> Prompt:
Print the records again, character for character.

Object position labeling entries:
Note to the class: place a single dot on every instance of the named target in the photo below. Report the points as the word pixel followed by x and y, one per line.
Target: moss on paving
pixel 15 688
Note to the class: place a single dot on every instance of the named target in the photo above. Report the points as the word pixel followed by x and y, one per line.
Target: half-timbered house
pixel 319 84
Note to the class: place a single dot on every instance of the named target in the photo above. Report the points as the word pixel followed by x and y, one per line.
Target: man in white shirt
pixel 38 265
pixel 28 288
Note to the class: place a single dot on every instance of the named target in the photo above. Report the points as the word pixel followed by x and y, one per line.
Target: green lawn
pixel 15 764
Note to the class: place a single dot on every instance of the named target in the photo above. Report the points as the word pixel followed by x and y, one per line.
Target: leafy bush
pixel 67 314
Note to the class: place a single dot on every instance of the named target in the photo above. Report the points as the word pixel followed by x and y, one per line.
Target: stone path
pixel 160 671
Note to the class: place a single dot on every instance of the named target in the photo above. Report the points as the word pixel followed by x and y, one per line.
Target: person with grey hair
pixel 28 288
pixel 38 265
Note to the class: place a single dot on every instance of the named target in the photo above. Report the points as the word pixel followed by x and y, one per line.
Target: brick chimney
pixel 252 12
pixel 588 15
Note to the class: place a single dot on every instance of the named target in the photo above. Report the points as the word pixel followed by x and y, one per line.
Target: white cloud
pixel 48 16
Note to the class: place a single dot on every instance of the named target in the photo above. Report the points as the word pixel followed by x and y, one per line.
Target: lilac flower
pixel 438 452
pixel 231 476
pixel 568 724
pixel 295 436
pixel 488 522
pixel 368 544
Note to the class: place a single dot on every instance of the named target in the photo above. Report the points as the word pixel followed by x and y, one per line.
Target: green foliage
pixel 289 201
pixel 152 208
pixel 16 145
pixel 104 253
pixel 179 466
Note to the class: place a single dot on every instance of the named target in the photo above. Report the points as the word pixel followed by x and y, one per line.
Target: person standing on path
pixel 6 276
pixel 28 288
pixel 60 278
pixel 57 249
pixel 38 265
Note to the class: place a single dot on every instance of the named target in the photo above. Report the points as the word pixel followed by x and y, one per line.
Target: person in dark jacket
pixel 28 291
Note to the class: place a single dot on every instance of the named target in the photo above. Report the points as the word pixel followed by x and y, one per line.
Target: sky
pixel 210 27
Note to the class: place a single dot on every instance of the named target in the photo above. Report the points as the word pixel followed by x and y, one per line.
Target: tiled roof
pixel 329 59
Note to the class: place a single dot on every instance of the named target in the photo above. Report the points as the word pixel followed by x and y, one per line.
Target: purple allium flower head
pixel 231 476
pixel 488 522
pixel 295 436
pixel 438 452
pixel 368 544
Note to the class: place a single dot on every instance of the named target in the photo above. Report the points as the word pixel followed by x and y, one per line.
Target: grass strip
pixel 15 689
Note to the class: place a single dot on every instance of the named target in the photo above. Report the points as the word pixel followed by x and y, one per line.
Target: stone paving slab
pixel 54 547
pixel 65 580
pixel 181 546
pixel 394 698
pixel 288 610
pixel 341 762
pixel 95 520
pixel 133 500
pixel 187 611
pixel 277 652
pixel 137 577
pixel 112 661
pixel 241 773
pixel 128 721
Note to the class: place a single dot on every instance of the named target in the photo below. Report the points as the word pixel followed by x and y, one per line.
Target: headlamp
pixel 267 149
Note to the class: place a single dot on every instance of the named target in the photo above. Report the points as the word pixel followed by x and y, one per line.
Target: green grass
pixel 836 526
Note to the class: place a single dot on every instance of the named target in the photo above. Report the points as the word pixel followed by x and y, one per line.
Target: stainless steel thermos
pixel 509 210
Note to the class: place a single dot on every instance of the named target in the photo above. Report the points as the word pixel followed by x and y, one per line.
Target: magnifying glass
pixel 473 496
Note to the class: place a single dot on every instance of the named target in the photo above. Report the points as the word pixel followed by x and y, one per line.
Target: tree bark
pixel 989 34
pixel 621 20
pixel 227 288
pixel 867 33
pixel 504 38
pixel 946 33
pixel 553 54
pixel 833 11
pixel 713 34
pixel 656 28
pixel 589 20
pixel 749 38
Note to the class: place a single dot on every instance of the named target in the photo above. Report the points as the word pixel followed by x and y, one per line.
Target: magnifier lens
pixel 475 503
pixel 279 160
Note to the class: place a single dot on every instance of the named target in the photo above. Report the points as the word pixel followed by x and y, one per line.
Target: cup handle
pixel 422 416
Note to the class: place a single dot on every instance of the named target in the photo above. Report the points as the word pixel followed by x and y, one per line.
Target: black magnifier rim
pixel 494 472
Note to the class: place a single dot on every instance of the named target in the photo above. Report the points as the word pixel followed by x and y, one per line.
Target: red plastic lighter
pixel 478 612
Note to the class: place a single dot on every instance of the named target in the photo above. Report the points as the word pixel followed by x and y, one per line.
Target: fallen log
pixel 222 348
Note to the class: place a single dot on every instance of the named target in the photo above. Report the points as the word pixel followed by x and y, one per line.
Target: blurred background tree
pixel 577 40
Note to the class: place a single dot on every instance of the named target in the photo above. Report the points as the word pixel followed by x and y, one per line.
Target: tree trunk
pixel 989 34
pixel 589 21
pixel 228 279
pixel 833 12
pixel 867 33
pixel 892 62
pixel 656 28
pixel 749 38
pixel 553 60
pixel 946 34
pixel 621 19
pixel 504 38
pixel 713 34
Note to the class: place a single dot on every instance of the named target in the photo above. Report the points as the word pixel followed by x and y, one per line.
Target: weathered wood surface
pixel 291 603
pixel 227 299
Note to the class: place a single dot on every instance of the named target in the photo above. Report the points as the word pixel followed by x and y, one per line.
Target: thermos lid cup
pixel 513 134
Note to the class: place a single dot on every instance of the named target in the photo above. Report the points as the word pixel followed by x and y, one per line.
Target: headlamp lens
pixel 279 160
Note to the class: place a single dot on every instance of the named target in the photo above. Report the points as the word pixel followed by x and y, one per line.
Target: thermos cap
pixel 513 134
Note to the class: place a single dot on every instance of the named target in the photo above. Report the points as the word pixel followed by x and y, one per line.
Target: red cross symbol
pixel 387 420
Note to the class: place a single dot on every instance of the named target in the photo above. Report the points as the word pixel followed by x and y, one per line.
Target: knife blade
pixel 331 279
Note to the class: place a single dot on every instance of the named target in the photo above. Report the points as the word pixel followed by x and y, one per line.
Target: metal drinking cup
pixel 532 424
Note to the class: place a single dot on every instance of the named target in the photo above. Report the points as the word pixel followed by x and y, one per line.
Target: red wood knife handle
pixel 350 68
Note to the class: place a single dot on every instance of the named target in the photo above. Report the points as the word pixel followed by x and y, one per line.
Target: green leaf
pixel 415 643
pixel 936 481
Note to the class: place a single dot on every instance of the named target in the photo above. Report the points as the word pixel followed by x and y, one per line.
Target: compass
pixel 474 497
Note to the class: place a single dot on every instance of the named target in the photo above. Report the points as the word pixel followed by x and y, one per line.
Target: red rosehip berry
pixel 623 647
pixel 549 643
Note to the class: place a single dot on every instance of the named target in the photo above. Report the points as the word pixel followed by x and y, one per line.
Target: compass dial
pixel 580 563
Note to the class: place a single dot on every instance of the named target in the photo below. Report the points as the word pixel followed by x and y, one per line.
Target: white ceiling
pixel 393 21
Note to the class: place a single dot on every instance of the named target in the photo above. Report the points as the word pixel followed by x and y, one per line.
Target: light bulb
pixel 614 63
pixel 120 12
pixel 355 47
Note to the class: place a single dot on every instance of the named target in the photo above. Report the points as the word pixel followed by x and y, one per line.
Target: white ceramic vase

> Written response:
Note to the class: place a single dot on every instance of the named target in the photo below. Report the points as the word pixel followed by x and y, one per line.
Target: moss on paving
pixel 15 688
Note to the class: place a single dot on every instance of the named target in the photo above. Report the points as the word pixel followed by x and y, one per line.
Target: half-timbered house
pixel 319 84
Note to the class: place a single dot on every instance of the named target in the photo above. Report the points as the word pixel followed by x and y, one per line.
Target: man in white shirt
pixel 38 265
pixel 28 288
Note to the class: place a single dot on every instance of the named target in the photo above. Report the points as the word pixel followed by x and y, one per line.
Target: green lawn
pixel 15 764
Note to the class: place a single dot on every instance of the named target in the photo above. Report the points as the word pixel followed by x and y, one per line.
Target: leafy bush
pixel 67 314
Note to the class: place a single dot on every instance of the named target in the photo above. Report the points as the word pixel followed by x and y, one per line.
Target: stone path
pixel 160 671
Note to the class: place a single dot on every instance of the named target in the photo above. Report the points as the word pixel followed by x and y, one per line.
Target: person with grey hair
pixel 28 288
pixel 38 265
Note to the class: place a single dot on every instance of the named target in the photo above. Report the points as the word pixel followed by x and y, one per line.
Target: brick chimney
pixel 252 12
pixel 588 15
Note to the class: place a single dot on every instance of the named target in the photo above. Report the points as the word pixel followed by x and y, one per line.
Target: white cloud
pixel 48 16
Note to the class: place a single dot on every instance of the named target in the photo above. Report the points as the word pixel followed by x and y, one per line.
Target: lilac flower
pixel 438 452
pixel 231 476
pixel 568 724
pixel 295 436
pixel 488 522
pixel 368 544
Note to the class: place a single dot on every instance of the named target in the photo above. Report the points as the word pixel followed by x and y, one per line.
Target: green foliage
pixel 289 201
pixel 152 208
pixel 16 145
pixel 104 253
pixel 179 466
Note to the class: place a single dot on every instance of the named target in the photo above. Report the points as the word pixel followed by x and y, one per line.
Target: person standing on path
pixel 6 276
pixel 28 288
pixel 60 278
pixel 57 249
pixel 38 265
Note to the class: place a single dot on every instance of the named target in the photo above. Report the points as the word pixel followed by x and y, one per line.
Target: person in dark jacket
pixel 28 291
Note to the class: place a single dot on every instance of the named target in the photo above. Report the points as the word pixel followed by x and y, one per line.
Target: sky
pixel 210 27
Note to the class: place a single dot on every instance of the named target in the photo above. Report the points as the word pixel followed by x and y, one per line.
Target: tiled roof
pixel 329 59
Note to the class: place a single dot on every instance of the named target in the photo above. Report the points as the word pixel followed by x and y, one per line.
Target: purple allium flower head
pixel 231 476
pixel 488 522
pixel 295 436
pixel 438 452
pixel 368 544
Note to the class: place a single dot on every instance of the named target in the photo above. Report the points as the word pixel followed by x and y, one per line.
Target: grass strip
pixel 15 689
Note to the class: place a single dot on every instance of the named target in the photo above. Report the points as the word pixel followed by x and y, one per line.
Target: stone paving slab
pixel 54 547
pixel 65 580
pixel 181 546
pixel 394 698
pixel 288 610
pixel 341 762
pixel 95 520
pixel 133 500
pixel 187 611
pixel 277 652
pixel 137 577
pixel 112 661
pixel 241 773
pixel 128 721
Note to the class: place a single dot on every instance of the named target in the photo below. Report the points as the word pixel followed by x and y, one per line.
Target: headlamp
pixel 267 149
Note to the class: place a single dot on every instance of the named target in the photo above. Report the points as the word pixel followed by x and y, one per line.
Target: green grass
pixel 836 526
Note to the class: place a single dot on every instance of the named target in the photo above. Report the points as the word pixel followed by x and y, one per line.
Target: stainless steel thermos
pixel 509 210
Note to the class: place a single dot on every instance of the named target in the photo above. Report the points as the word pixel followed by x and y, one per line.
Target: magnifying glass
pixel 473 496
Note to the class: place a single dot on every instance of the named target in the photo above. Report the points as the word pixel followed by x and y, one per line.
Target: tree bark
pixel 989 34
pixel 621 20
pixel 227 288
pixel 867 33
pixel 504 38
pixel 946 33
pixel 553 54
pixel 833 11
pixel 713 34
pixel 656 28
pixel 589 20
pixel 749 38
Note to the class: place a single dot on every instance of the named target in the photo above. Report the points as the word pixel followed by x and y, one per line.
Target: magnifier lens
pixel 475 503
pixel 279 160
Note to the class: place a single dot on every instance of the named target in the photo above. Report the points as the word pixel followed by x and y, one per line.
Target: cup handle
pixel 422 416
Note to the class: place a single dot on every instance of the named target in the photo above. Report the points as the word pixel followed by x and y, one per line.
Target: black magnifier rim
pixel 494 472
Note to the class: place a single dot on every instance of the named target in the photo above. Report the points as the word pixel followed by x and y, one per line.
Target: red plastic lighter
pixel 478 612
Note to the class: place a single dot on every instance of the named target in the photo above. Report the points as the word pixel followed by x and y, one per line.
Target: fallen log
pixel 222 348
Note to the class: place a single dot on every instance of the named target in the photo above. Report the points as the word pixel followed by x and y, one per line.
Target: blurred background tree
pixel 577 40
Note to the class: place a single dot on every instance of the named target in the photo above. Report the points as the word pixel followed by x and y, one per line.
Target: tree trunk
pixel 989 34
pixel 589 21
pixel 228 279
pixel 833 12
pixel 867 33
pixel 892 62
pixel 656 28
pixel 749 38
pixel 553 60
pixel 946 34
pixel 621 19
pixel 504 38
pixel 713 34
Note to the class: place a single dot on every instance of the named target in the photo above. Report the points as the word pixel followed by x and y, one per line.
Target: weathered wood surface
pixel 291 603
pixel 227 299
Note to the class: place a single dot on every instance of the named target in the photo above. Report the points as the word pixel followed by x and y, one per line.
Target: thermos lid cup
pixel 513 134
Note to the class: place a single dot on every instance of the named target in the photo above. Report the points as the word pixel followed by x and y, one per line.
Target: headlamp lens
pixel 279 160
Note to the class: place a single dot on every instance of the named target in the photo above. Report the points as the word pixel followed by x and y, one per line.
Target: thermos cap
pixel 513 134
Note to the class: place a single dot on every instance of the named target in the photo above. Report the points as the word pixel followed by x and y, one per line.
Target: red cross symbol
pixel 387 420
Note to the class: place a single dot on every instance of the named target in the photo above. Report the points as the word pixel followed by x and y, one per line.
Target: knife blade
pixel 331 279
Note to the class: place a single dot on every instance of the named target in the photo above. Report the points as the word pixel followed by x and y, one per line.
Target: metal drinking cup
pixel 532 424
Note to the class: place a single dot on every instance of the named target in the photo above. Report the points as the word pixel followed by x and y, one per line.
Target: red wood knife handle
pixel 350 68
Note to the class: place a single dot on every instance of the named target in the photo above. Report the points as the word pixel followed by x and y, one per line.
Target: green leaf
pixel 415 643
pixel 936 481
Note to the class: place a single dot on every instance of the named target in the photo above. Report the points as the word pixel followed by x and y, one per line.
Target: compass
pixel 474 497
Note to the class: place a single dot on every instance of the named target in the photo above. Report the points as the word pixel followed by x and y, one per line.
Target: red rosehip berry
pixel 623 647
pixel 549 643
Note to the class: place a single dot on every instance of the named target in the photo above. Report the points as the word pixel followed by x and y, one per line.
Target: compass dial
pixel 580 563
Note to the class: place a single dot on every instance of the named target in the photo below. Report the points as the word pixel followed by x and y, one per line.
Target: white ceiling
pixel 393 21
Note to the class: place a single dot on every instance of the named target in the photo above. Report the points as the word pixel followed by x and y, one per line.
Target: light bulb
pixel 614 63
pixel 120 12
pixel 355 47
Note to the class: place a single dot on every instance of the named target in the photo above. Report the points as the word pixel followed by x and y, one per line.
Target: white ceramic vase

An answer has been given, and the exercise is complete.